Records supplied
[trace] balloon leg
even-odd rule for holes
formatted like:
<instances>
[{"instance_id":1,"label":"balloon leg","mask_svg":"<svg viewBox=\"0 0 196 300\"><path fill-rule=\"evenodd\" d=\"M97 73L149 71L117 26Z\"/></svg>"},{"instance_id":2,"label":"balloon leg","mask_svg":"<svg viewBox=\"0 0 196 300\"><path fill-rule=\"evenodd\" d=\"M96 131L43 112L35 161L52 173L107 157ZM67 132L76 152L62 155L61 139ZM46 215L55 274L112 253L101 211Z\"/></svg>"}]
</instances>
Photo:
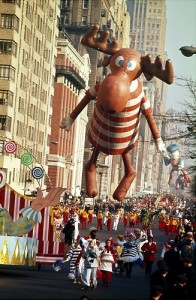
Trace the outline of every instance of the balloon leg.
<instances>
[{"instance_id":1,"label":"balloon leg","mask_svg":"<svg viewBox=\"0 0 196 300\"><path fill-rule=\"evenodd\" d=\"M136 171L131 166L129 153L123 154L122 158L123 158L123 163L124 163L124 167L125 167L125 175L113 194L113 198L118 201L124 200L124 198L128 192L128 189L130 188L133 180L136 177Z\"/></svg>"}]
</instances>

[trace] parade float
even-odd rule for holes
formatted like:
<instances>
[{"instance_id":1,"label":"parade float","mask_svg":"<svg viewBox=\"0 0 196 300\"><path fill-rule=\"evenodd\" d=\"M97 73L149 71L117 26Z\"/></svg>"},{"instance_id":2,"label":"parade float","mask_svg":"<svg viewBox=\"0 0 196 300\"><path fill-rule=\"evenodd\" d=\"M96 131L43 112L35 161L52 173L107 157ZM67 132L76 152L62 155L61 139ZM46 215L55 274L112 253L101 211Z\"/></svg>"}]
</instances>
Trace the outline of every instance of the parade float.
<instances>
[{"instance_id":1,"label":"parade float","mask_svg":"<svg viewBox=\"0 0 196 300\"><path fill-rule=\"evenodd\" d=\"M64 189L52 188L46 197L20 195L0 187L0 265L51 264L63 257L64 244L56 234L52 208Z\"/></svg>"}]
</instances>

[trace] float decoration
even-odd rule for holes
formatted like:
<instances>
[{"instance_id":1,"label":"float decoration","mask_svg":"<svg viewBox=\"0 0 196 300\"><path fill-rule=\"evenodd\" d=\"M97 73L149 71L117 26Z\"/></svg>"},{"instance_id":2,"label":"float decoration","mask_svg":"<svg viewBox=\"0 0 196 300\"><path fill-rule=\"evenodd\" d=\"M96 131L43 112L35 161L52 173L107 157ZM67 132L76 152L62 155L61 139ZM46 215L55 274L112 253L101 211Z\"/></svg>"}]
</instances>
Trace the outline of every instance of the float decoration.
<instances>
[{"instance_id":1,"label":"float decoration","mask_svg":"<svg viewBox=\"0 0 196 300\"><path fill-rule=\"evenodd\" d=\"M17 144L16 144L16 142L14 142L14 141L6 142L5 145L4 145L4 150L7 153L14 153L14 152L16 152L16 150L17 150Z\"/></svg>"},{"instance_id":2,"label":"float decoration","mask_svg":"<svg viewBox=\"0 0 196 300\"><path fill-rule=\"evenodd\" d=\"M61 128L70 131L71 125L91 100L96 99L88 139L94 147L90 160L85 166L86 194L89 197L98 195L96 181L96 164L98 155L122 155L125 174L116 188L113 198L123 201L128 189L136 177L131 165L129 151L137 144L139 136L140 114L145 115L158 152L165 150L159 130L152 115L150 102L145 98L142 83L138 80L143 73L147 80L154 76L171 84L174 79L171 60L167 60L165 69L162 59L157 56L155 62L150 55L141 56L133 49L119 48L116 40L111 43L110 32L103 32L98 38L99 25L90 28L81 43L107 55L103 67L110 67L103 82L86 91L85 97L60 124Z\"/></svg>"},{"instance_id":3,"label":"float decoration","mask_svg":"<svg viewBox=\"0 0 196 300\"><path fill-rule=\"evenodd\" d=\"M59 203L64 190L53 188L43 197L41 189L38 189L37 197L30 202L10 190L7 185L0 189L0 264L33 266L38 261L56 261L61 247L58 242L53 241L49 206ZM21 208L22 206L25 207ZM17 208L21 209L17 212ZM51 253L51 246L48 246L52 244Z\"/></svg>"}]
</instances>

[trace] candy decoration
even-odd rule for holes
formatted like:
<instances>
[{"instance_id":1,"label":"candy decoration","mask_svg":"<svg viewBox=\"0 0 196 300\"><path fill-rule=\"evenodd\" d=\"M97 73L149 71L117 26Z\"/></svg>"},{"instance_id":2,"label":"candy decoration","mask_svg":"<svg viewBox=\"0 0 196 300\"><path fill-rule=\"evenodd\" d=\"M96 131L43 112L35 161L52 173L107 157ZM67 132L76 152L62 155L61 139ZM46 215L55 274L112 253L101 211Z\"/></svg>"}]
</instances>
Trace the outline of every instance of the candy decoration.
<instances>
[{"instance_id":1,"label":"candy decoration","mask_svg":"<svg viewBox=\"0 0 196 300\"><path fill-rule=\"evenodd\" d=\"M21 156L21 163L25 166L28 166L30 164L32 164L33 162L33 156L30 153L24 153Z\"/></svg>"},{"instance_id":2,"label":"candy decoration","mask_svg":"<svg viewBox=\"0 0 196 300\"><path fill-rule=\"evenodd\" d=\"M31 171L33 178L41 179L44 176L43 169L40 167L35 167Z\"/></svg>"},{"instance_id":3,"label":"candy decoration","mask_svg":"<svg viewBox=\"0 0 196 300\"><path fill-rule=\"evenodd\" d=\"M2 188L6 183L6 173L0 170L0 188Z\"/></svg>"},{"instance_id":4,"label":"candy decoration","mask_svg":"<svg viewBox=\"0 0 196 300\"><path fill-rule=\"evenodd\" d=\"M14 153L16 152L17 144L14 141L6 142L4 145L4 150L7 153Z\"/></svg>"}]
</instances>

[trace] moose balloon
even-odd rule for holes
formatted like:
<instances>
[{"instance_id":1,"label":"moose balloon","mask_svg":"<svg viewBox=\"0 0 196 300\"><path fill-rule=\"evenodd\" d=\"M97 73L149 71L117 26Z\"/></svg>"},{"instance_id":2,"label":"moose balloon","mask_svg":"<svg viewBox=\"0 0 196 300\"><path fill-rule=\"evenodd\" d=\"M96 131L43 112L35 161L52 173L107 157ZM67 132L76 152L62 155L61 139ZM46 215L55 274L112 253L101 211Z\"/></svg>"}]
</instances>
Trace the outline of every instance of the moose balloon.
<instances>
[{"instance_id":1,"label":"moose balloon","mask_svg":"<svg viewBox=\"0 0 196 300\"><path fill-rule=\"evenodd\" d=\"M147 119L157 150L162 152L165 145L152 115L150 102L145 98L141 81L138 77L143 73L147 80L154 76L171 84L174 73L170 60L166 61L165 69L162 59L157 56L152 62L151 56L141 56L139 52L129 49L119 49L116 40L108 42L109 31L96 37L99 26L91 27L81 40L81 43L107 56L103 67L110 67L110 73L105 79L86 91L84 98L65 117L60 124L67 131L78 114L93 99L96 99L94 114L88 132L88 139L93 146L92 155L85 166L86 194L95 197L98 194L96 182L96 162L100 152L108 155L121 155L125 174L116 188L113 198L122 201L133 182L136 171L131 166L129 151L138 142L140 115Z\"/></svg>"}]
</instances>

Task directions
Locate and copy every line of the data above that contains the string "moose", matching case exactly.

Exercise output
[trace] moose balloon
[{"instance_id":1,"label":"moose balloon","mask_svg":"<svg viewBox=\"0 0 196 300\"><path fill-rule=\"evenodd\" d=\"M97 73L149 71L117 26Z\"/></svg>"},{"instance_id":2,"label":"moose balloon","mask_svg":"<svg viewBox=\"0 0 196 300\"><path fill-rule=\"evenodd\" d=\"M96 131L43 112L35 161L52 173L107 157ZM67 132L76 152L62 155L61 139ZM46 215L55 274L112 253L101 211Z\"/></svg>"}]
Trace the outline of every instance of the moose balloon.
[{"instance_id":1,"label":"moose balloon","mask_svg":"<svg viewBox=\"0 0 196 300\"><path fill-rule=\"evenodd\" d=\"M147 119L157 150L162 152L165 145L152 115L150 102L145 98L141 81L138 77L143 73L147 80L154 76L171 84L174 73L170 60L166 61L165 69L162 59L157 56L152 62L151 56L141 56L139 52L129 49L119 49L116 40L108 42L109 31L96 37L99 26L91 27L81 40L81 43L107 56L103 67L110 67L110 73L105 79L86 91L84 98L65 117L60 124L67 131L78 114L93 99L96 99L94 114L88 132L88 139L93 146L92 155L85 166L86 194L95 197L98 194L96 182L96 162L100 152L108 155L121 155L125 174L116 188L113 198L122 201L133 182L136 171L131 166L129 151L138 142L140 115Z\"/></svg>"}]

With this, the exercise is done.